▶ **WHAT TO DO**: Pictures stay out of the copy; restate everything else in the material exactly.

▶ **PROVIDED ENTRIES**:
^^^^

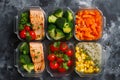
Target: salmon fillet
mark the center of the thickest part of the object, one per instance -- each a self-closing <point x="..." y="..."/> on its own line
<point x="37" y="55"/>
<point x="37" y="20"/>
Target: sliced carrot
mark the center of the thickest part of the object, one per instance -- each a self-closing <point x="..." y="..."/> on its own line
<point x="88" y="25"/>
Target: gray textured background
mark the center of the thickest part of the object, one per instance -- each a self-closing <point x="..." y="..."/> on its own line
<point x="110" y="40"/>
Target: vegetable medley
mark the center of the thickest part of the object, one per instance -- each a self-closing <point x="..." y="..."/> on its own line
<point x="88" y="24"/>
<point x="85" y="59"/>
<point x="60" y="57"/>
<point x="60" y="24"/>
<point x="32" y="57"/>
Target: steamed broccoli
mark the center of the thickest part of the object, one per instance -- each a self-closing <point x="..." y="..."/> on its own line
<point x="67" y="28"/>
<point x="28" y="67"/>
<point x="24" y="59"/>
<point x="58" y="13"/>
<point x="52" y="19"/>
<point x="68" y="15"/>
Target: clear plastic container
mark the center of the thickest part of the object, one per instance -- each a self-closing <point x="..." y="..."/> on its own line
<point x="17" y="20"/>
<point x="58" y="74"/>
<point x="19" y="66"/>
<point x="89" y="11"/>
<point x="51" y="12"/>
<point x="88" y="59"/>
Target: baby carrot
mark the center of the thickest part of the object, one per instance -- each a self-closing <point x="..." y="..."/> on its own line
<point x="88" y="24"/>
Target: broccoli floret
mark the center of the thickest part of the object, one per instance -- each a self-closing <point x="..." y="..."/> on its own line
<point x="28" y="67"/>
<point x="52" y="19"/>
<point x="24" y="48"/>
<point x="68" y="36"/>
<point x="24" y="59"/>
<point x="61" y="22"/>
<point x="58" y="13"/>
<point x="24" y="18"/>
<point x="67" y="28"/>
<point x="51" y="30"/>
<point x="59" y="34"/>
<point x="21" y="27"/>
<point x="68" y="15"/>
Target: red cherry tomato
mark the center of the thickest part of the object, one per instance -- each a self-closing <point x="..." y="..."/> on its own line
<point x="51" y="57"/>
<point x="69" y="52"/>
<point x="60" y="60"/>
<point x="22" y="34"/>
<point x="54" y="65"/>
<point x="69" y="63"/>
<point x="33" y="35"/>
<point x="61" y="70"/>
<point x="27" y="28"/>
<point x="63" y="46"/>
<point x="54" y="46"/>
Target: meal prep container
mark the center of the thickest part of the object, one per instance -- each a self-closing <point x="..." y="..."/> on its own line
<point x="103" y="21"/>
<point x="57" y="73"/>
<point x="51" y="12"/>
<point x="17" y="20"/>
<point x="91" y="64"/>
<point x="19" y="66"/>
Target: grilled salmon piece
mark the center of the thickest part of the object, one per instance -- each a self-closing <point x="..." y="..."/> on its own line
<point x="37" y="55"/>
<point x="37" y="20"/>
<point x="39" y="67"/>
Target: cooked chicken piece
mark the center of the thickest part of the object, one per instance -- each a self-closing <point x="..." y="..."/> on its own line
<point x="37" y="20"/>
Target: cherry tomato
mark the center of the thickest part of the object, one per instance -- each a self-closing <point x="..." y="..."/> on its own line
<point x="33" y="35"/>
<point x="63" y="46"/>
<point x="22" y="34"/>
<point x="61" y="70"/>
<point x="69" y="63"/>
<point x="54" y="65"/>
<point x="51" y="57"/>
<point x="60" y="60"/>
<point x="54" y="46"/>
<point x="27" y="28"/>
<point x="69" y="52"/>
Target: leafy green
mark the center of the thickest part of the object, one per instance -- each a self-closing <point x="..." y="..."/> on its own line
<point x="52" y="19"/>
<point x="68" y="15"/>
<point x="24" y="59"/>
<point x="24" y="48"/>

^^^^

▶ **TASK SOLUTION**:
Target: salmon fillet
mark the center of the thickest part of the object, one per instance -- each a self-closing <point x="..." y="..."/> on its own line
<point x="37" y="55"/>
<point x="37" y="20"/>
Target: sliced carrot
mark the center of the thickest part of the object, one per instance -- each a self-closing <point x="..." y="..."/> on its own line
<point x="88" y="25"/>
Target: gray textured background
mark the center of the thickest part of the object, one per instance -- each a self-closing <point x="..." y="..."/> on its own line
<point x="110" y="40"/>
Target: vegetable medley
mark the center of the thickest part of the object, one per instance -- each a self-closing <point x="..." y="..."/> on its own line
<point x="88" y="24"/>
<point x="85" y="59"/>
<point x="60" y="57"/>
<point x="60" y="24"/>
<point x="32" y="57"/>
Target: steamed broccoli
mark the center of the thickest part of the object, one per instance -- each a self-closing <point x="..." y="..."/> on its own line
<point x="67" y="28"/>
<point x="28" y="67"/>
<point x="24" y="59"/>
<point x="58" y="13"/>
<point x="52" y="19"/>
<point x="68" y="15"/>
Target: clear plastic container
mark the center of the thickest part of the object, one per instance -- each a self-closing <point x="..." y="..."/> on its own line
<point x="17" y="20"/>
<point x="58" y="74"/>
<point x="19" y="66"/>
<point x="89" y="11"/>
<point x="51" y="12"/>
<point x="88" y="59"/>
Target: baby carrot
mark the center of the thickest part of the object, one per instance -- each a self-closing <point x="..." y="..."/> on its own line
<point x="88" y="24"/>
Target: broccoli floret
mark the center of the thickest part of the object, one per instance -- each a self-closing <point x="..." y="..."/> on its own line
<point x="28" y="67"/>
<point x="52" y="19"/>
<point x="24" y="48"/>
<point x="68" y="36"/>
<point x="24" y="59"/>
<point x="61" y="22"/>
<point x="58" y="13"/>
<point x="24" y="18"/>
<point x="67" y="28"/>
<point x="51" y="30"/>
<point x="59" y="34"/>
<point x="21" y="27"/>
<point x="68" y="15"/>
Target: red cherry tomato
mark the center of the thickest part of the object, one per instance -- each a self-closing <point x="..." y="..."/> on its own line
<point x="51" y="57"/>
<point x="69" y="52"/>
<point x="60" y="60"/>
<point x="22" y="34"/>
<point x="54" y="65"/>
<point x="69" y="63"/>
<point x="33" y="35"/>
<point x="61" y="70"/>
<point x="27" y="28"/>
<point x="63" y="46"/>
<point x="54" y="46"/>
Target: meal prep container
mark the center of the thickest part of the object, one per instance -- each a self-closing <point x="..." y="..."/> on its own line
<point x="103" y="21"/>
<point x="57" y="73"/>
<point x="51" y="12"/>
<point x="17" y="20"/>
<point x="91" y="64"/>
<point x="19" y="66"/>
Target: grilled salmon piece
mark the center of the thickest part of the object, one per instance -- each a self-closing <point x="..." y="..."/> on its own line
<point x="37" y="55"/>
<point x="37" y="20"/>
<point x="39" y="67"/>
Target: cooked chicken piece
mark the center of the thickest part of the object, one per instance -- each a self-closing <point x="..." y="..."/> on its own line
<point x="37" y="20"/>
Target: cherry tomato
mark the center of the thickest part of the object, one per instance -- each a self-closing <point x="..." y="..."/> on its own line
<point x="33" y="35"/>
<point x="63" y="46"/>
<point x="22" y="34"/>
<point x="61" y="70"/>
<point x="69" y="63"/>
<point x="54" y="65"/>
<point x="51" y="57"/>
<point x="60" y="60"/>
<point x="54" y="46"/>
<point x="27" y="28"/>
<point x="69" y="52"/>
Target: leafy green
mark the center of the thickest part of the object, one per instance -- each a self-closing <point x="..." y="..."/> on its own line
<point x="52" y="19"/>
<point x="68" y="15"/>
<point x="24" y="59"/>
<point x="24" y="48"/>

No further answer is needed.